**What to work on:**
Word for word, transcribe the lines from the one containing "Question. Indicate one point for each instance of the neck" through the end of the entries, both included, and nothing else.
--- START Data records ---
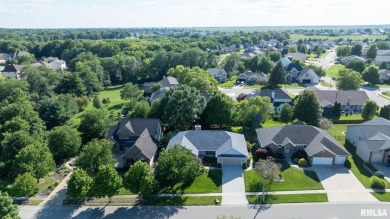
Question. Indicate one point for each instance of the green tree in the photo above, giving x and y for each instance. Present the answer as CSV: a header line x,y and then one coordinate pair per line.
x,y
277,76
371,75
139,179
7,209
24,185
64,142
79,184
356,50
307,108
176,165
385,112
218,110
94,124
131,91
370,109
94,154
35,159
286,114
246,111
181,106
371,52
107,182
349,80
356,65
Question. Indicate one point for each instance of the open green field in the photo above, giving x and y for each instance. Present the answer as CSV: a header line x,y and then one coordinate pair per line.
x,y
294,179
333,70
344,37
295,198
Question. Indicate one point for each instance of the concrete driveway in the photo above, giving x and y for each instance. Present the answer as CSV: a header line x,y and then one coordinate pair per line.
x,y
233,187
341,185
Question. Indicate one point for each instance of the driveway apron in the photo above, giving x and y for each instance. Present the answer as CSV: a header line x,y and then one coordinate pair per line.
x,y
233,187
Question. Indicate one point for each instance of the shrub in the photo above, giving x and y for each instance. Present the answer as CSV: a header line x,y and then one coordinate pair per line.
x,y
347,164
263,153
380,174
378,183
302,162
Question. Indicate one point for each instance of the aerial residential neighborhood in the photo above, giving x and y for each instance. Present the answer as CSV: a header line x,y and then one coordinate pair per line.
x,y
182,109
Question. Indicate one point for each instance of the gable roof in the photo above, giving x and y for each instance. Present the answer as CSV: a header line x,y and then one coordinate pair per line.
x,y
341,96
210,140
315,139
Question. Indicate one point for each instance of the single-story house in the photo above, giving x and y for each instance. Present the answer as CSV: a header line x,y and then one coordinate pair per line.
x,y
349,100
320,146
347,59
219,74
277,97
384,75
308,76
229,148
296,55
371,139
250,77
135,139
12,71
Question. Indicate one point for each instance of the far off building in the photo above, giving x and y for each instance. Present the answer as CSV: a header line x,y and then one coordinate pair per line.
x,y
219,74
372,140
229,148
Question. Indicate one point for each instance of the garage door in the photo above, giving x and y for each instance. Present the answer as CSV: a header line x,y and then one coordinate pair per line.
x,y
231,161
339,160
322,161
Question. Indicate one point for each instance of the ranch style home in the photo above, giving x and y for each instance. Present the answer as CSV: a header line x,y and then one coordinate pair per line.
x,y
319,145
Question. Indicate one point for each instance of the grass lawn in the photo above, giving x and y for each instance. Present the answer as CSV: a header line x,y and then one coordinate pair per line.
x,y
382,196
294,179
230,83
181,200
333,70
293,198
210,182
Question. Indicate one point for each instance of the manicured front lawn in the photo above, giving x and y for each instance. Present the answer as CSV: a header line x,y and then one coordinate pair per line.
x,y
290,198
382,196
210,182
294,179
181,201
333,70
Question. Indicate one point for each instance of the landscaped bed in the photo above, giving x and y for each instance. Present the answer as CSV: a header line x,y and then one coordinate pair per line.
x,y
294,179
290,198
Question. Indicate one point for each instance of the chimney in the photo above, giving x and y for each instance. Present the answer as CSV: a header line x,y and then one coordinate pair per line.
x,y
198,127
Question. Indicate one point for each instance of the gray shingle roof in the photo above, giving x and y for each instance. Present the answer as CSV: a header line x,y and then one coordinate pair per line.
x,y
314,138
341,96
210,140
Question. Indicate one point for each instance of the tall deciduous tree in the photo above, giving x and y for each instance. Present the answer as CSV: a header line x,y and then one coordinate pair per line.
x,y
349,80
94,124
307,108
24,185
95,154
64,142
370,109
181,106
79,184
176,165
35,159
107,182
218,110
277,76
371,75
139,179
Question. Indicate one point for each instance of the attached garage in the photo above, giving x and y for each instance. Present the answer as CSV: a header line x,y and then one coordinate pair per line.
x,y
322,161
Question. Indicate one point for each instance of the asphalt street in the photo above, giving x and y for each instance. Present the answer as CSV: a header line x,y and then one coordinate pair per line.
x,y
302,211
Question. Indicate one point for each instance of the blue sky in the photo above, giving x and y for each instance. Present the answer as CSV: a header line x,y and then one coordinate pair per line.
x,y
189,13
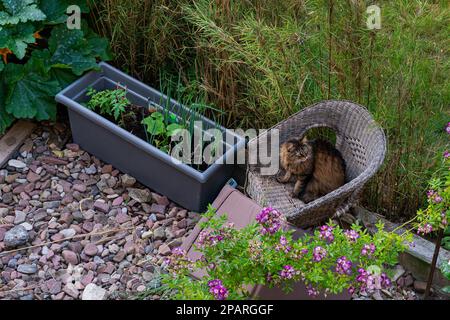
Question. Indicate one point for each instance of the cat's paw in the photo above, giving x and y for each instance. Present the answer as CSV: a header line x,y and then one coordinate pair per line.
x,y
280,180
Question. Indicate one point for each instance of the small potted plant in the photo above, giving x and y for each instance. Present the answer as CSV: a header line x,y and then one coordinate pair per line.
x,y
129,124
266,259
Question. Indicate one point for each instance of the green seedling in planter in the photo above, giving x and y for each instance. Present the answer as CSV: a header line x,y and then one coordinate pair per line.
x,y
108,102
161,129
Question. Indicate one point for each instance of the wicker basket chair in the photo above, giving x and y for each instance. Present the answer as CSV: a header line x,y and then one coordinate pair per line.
x,y
361,142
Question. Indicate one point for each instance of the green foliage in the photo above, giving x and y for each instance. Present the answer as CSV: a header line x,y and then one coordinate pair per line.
x,y
30,92
17,38
260,61
249,257
108,102
41,68
445,269
161,128
15,11
437,213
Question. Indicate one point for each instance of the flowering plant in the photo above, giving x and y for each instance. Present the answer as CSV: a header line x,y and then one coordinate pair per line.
x,y
266,253
437,213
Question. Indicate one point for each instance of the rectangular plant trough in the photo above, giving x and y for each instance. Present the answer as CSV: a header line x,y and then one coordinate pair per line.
x,y
180,182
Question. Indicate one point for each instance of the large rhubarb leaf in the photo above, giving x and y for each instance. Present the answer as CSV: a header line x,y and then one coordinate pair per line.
x,y
72,48
30,93
5,118
56,10
16,38
16,11
59,72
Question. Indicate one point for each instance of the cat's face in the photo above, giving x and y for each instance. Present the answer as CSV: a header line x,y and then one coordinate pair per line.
x,y
297,148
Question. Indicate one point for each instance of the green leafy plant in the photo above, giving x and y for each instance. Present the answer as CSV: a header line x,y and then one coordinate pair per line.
x,y
108,102
41,56
161,129
437,213
445,268
265,253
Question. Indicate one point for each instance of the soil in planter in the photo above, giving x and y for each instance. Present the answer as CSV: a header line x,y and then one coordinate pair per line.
x,y
131,122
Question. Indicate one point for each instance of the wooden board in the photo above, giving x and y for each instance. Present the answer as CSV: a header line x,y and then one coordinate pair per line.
x,y
13,139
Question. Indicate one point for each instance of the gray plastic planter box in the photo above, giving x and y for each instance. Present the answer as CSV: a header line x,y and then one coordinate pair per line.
x,y
181,183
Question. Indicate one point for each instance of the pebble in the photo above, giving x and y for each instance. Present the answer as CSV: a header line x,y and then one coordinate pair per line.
x,y
16,164
127,181
16,237
140,195
90,249
27,269
19,217
70,257
50,193
93,292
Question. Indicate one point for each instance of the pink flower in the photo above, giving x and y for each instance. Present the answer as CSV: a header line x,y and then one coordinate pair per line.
x,y
312,291
351,235
343,265
288,272
425,229
326,233
217,289
368,250
283,245
319,253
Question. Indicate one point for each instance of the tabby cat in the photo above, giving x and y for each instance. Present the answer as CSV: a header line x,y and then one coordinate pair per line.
x,y
317,166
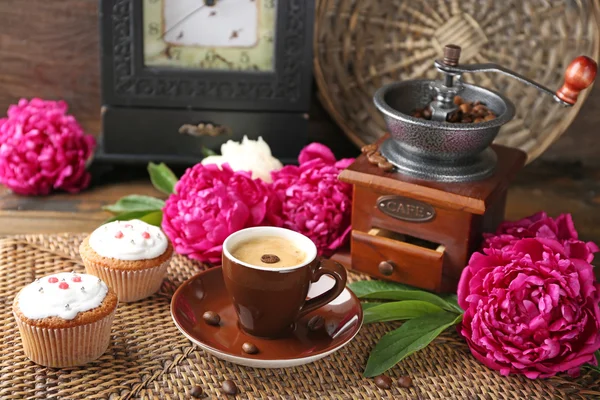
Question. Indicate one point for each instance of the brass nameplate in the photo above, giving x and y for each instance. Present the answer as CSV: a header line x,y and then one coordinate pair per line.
x,y
405,209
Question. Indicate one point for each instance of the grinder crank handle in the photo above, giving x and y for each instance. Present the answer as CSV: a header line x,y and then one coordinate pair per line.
x,y
579,75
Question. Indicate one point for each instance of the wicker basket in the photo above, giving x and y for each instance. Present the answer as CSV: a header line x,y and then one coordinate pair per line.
x,y
362,45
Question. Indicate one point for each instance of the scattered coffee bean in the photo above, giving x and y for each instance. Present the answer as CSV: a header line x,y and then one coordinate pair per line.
x,y
405,381
376,158
383,382
211,318
249,348
229,387
386,166
197,392
315,323
369,148
269,258
468,112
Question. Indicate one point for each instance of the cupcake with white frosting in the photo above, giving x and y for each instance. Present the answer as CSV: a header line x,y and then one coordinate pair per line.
x,y
130,256
65,319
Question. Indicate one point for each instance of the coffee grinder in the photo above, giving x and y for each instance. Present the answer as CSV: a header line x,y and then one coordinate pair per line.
x,y
425,193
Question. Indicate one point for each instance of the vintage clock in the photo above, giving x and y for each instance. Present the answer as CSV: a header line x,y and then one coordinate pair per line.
x,y
179,76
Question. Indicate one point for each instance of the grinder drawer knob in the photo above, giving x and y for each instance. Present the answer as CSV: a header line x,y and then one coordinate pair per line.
x,y
386,267
579,75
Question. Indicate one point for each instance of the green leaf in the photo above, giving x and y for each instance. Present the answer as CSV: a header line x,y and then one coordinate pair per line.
x,y
412,336
162,177
394,291
154,218
452,300
399,310
207,152
135,202
366,306
130,215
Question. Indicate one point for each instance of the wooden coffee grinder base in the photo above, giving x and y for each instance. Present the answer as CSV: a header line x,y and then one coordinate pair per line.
x,y
422,233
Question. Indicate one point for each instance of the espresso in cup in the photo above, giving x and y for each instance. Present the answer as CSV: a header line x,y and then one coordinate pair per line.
x,y
270,297
269,251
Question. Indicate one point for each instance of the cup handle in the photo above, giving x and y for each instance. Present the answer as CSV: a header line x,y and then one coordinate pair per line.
x,y
337,272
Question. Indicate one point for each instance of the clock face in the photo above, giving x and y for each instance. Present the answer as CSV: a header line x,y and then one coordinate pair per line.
x,y
236,35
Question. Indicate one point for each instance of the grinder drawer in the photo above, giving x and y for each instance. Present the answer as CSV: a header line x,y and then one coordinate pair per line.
x,y
402,261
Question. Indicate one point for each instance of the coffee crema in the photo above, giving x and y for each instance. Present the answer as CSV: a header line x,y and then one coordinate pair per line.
x,y
253,252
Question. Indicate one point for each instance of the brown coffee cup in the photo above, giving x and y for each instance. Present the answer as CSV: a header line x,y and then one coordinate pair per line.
x,y
269,301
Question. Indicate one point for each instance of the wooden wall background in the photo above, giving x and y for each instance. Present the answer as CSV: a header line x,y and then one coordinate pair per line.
x,y
49,49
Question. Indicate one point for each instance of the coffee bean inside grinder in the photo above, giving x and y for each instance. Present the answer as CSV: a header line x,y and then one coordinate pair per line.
x,y
468,112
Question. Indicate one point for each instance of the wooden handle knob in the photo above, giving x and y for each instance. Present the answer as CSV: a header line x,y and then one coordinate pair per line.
x,y
579,75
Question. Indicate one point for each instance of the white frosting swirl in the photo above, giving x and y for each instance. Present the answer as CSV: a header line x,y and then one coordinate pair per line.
x,y
61,295
128,240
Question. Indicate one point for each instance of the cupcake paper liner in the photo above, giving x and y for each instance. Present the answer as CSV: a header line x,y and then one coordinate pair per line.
x,y
66,347
130,285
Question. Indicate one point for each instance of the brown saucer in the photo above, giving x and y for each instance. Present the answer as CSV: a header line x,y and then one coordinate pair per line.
x,y
206,292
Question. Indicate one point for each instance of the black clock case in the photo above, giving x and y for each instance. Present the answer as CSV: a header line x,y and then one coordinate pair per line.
x,y
145,107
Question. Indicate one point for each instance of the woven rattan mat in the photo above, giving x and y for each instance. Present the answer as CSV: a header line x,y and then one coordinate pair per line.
x,y
149,359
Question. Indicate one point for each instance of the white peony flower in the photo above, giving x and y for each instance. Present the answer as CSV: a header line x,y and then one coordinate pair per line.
x,y
249,155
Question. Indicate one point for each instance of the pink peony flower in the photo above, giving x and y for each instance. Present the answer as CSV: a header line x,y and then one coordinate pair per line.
x,y
541,225
531,309
314,202
210,203
43,148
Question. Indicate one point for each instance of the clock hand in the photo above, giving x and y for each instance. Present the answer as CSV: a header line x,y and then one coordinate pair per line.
x,y
209,3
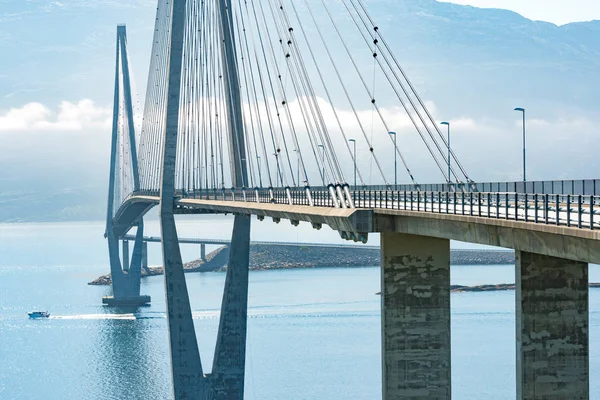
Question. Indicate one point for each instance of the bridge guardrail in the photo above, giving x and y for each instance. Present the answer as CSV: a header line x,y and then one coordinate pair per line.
x,y
571,210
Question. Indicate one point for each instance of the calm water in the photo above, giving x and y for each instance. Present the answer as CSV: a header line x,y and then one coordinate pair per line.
x,y
313,334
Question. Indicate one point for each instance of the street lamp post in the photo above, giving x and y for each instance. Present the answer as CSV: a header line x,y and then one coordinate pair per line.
x,y
395,160
524,151
259,171
449,158
298,165
323,162
354,141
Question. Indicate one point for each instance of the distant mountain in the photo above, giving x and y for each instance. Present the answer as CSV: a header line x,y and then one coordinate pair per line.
x,y
489,58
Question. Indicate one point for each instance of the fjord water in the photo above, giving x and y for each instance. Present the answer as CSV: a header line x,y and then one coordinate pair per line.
x,y
312,334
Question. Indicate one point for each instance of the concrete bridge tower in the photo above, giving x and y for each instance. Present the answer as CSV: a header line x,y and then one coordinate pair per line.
x,y
125,274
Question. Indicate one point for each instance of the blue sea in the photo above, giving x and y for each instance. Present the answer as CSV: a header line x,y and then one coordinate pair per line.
x,y
312,334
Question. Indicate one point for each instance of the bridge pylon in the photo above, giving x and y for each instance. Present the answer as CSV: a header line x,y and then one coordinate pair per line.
x,y
124,179
226,381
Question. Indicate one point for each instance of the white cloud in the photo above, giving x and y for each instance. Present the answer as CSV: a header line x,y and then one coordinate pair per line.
x,y
36,117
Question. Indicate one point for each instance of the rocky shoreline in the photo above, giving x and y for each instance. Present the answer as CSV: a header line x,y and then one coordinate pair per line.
x,y
274,257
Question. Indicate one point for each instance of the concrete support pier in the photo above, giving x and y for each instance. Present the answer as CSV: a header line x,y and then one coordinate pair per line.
x,y
415,317
145,256
552,328
125,255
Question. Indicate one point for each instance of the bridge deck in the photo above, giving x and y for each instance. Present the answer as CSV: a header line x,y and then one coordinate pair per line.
x,y
504,227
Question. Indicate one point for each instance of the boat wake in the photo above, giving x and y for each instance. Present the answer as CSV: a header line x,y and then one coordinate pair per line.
x,y
95,316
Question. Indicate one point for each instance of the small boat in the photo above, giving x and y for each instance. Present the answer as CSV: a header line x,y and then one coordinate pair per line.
x,y
38,314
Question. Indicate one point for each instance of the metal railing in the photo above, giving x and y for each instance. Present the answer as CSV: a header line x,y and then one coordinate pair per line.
x,y
577,210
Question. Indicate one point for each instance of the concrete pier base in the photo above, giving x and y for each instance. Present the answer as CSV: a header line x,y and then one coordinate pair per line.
x,y
125,255
137,301
415,317
552,328
145,257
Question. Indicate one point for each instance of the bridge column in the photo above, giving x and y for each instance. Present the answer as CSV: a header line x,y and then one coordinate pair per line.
x,y
415,317
145,256
552,328
125,255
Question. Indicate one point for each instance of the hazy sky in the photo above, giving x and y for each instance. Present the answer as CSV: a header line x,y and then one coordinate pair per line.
x,y
56,95
556,11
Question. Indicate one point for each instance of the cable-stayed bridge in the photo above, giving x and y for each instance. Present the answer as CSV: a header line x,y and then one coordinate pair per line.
x,y
258,108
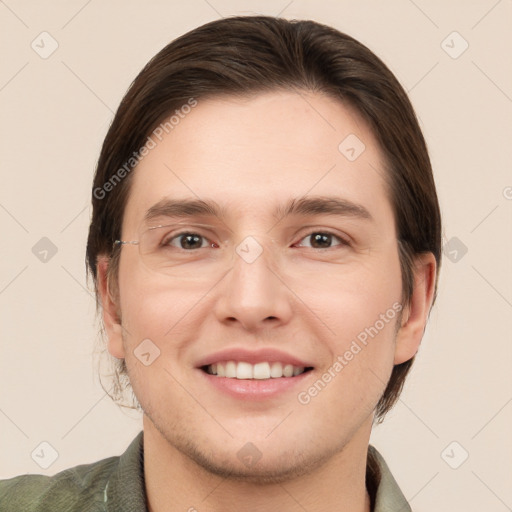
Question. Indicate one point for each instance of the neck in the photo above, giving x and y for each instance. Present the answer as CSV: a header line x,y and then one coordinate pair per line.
x,y
175,483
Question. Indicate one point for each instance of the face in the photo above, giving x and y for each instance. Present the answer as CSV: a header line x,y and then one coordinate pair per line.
x,y
287,264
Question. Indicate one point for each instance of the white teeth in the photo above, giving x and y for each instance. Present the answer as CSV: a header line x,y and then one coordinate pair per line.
x,y
276,370
244,371
261,371
288,370
231,370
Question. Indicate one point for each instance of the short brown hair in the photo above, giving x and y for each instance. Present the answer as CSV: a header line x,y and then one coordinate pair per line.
x,y
245,55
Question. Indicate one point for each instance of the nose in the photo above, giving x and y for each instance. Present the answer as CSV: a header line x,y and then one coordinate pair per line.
x,y
253,294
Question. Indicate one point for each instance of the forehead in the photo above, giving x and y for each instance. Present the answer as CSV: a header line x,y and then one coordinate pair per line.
x,y
252,154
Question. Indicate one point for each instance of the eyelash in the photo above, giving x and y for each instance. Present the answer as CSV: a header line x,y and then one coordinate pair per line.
x,y
167,240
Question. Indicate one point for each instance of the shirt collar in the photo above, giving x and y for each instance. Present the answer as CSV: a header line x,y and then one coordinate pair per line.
x,y
126,491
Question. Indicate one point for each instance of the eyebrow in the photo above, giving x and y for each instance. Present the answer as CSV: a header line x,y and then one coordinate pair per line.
x,y
311,205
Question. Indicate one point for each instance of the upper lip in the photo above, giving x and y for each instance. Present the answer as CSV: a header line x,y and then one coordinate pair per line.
--- END Data records ---
**Solution for this exercise:**
Question. Indicate one point for each instance of the neck in the photo above, giving x and y for each instance. Present the answer as CSV: a header line x,y and then one coordinate pair per line.
x,y
175,483
Question. Indicate one point for each instance of the face in the photo above, giving x and y for each instance. Present the answer as CSV: a header line x,y and then one coordinate pair per line.
x,y
287,264
Question. Indicate one point for each instance of the white teeth in the photo above, giving x and y for each instance. Present the answer as CSV: a header line x,y and then one coordinate pair per line.
x,y
276,370
244,371
261,371
288,370
231,370
Question. Indicate one point for each instance of the short brown hair in the photo above, giving x and y for each instance. Present the answer as CSV: a header line x,y and then one coordinate pair per line.
x,y
245,55
Question. Indicate one point for each instance of the nose in the photo above, giving x and y for each instance. Present the answer as CSV: a header line x,y and then one coordinate pair per line.
x,y
253,294
Question. Indicate one point for each instance of the forehead in the photo above, giving x and y for each instance. Present the answer as CSV: a header line x,y and then one coordinate pair per line.
x,y
252,154
Question. Indicate one point for each instance of the eyelash in the photo above, giving x and y for each instance. Present the answer as CSV: a header line x,y and then one coordinate pair per line.
x,y
167,240
Question. Indicate one point for each instance of the shirt collar in the photo above, giving x and y for each instance. Present the answer as CSV: a header line x,y and then one coordinate pair per line.
x,y
126,491
Question. Indicate one point for each instance of the eyebrow in the photo above, giving x and y for each instance. Present the answer as CSV: a header line x,y and then one coordinate pair per line.
x,y
311,205
Question. Indicate one point for each instance of the upper lip in the photo above, giving x and y for each instance. Present the answer as CSV: a header line x,y and then one coordinate pair per line.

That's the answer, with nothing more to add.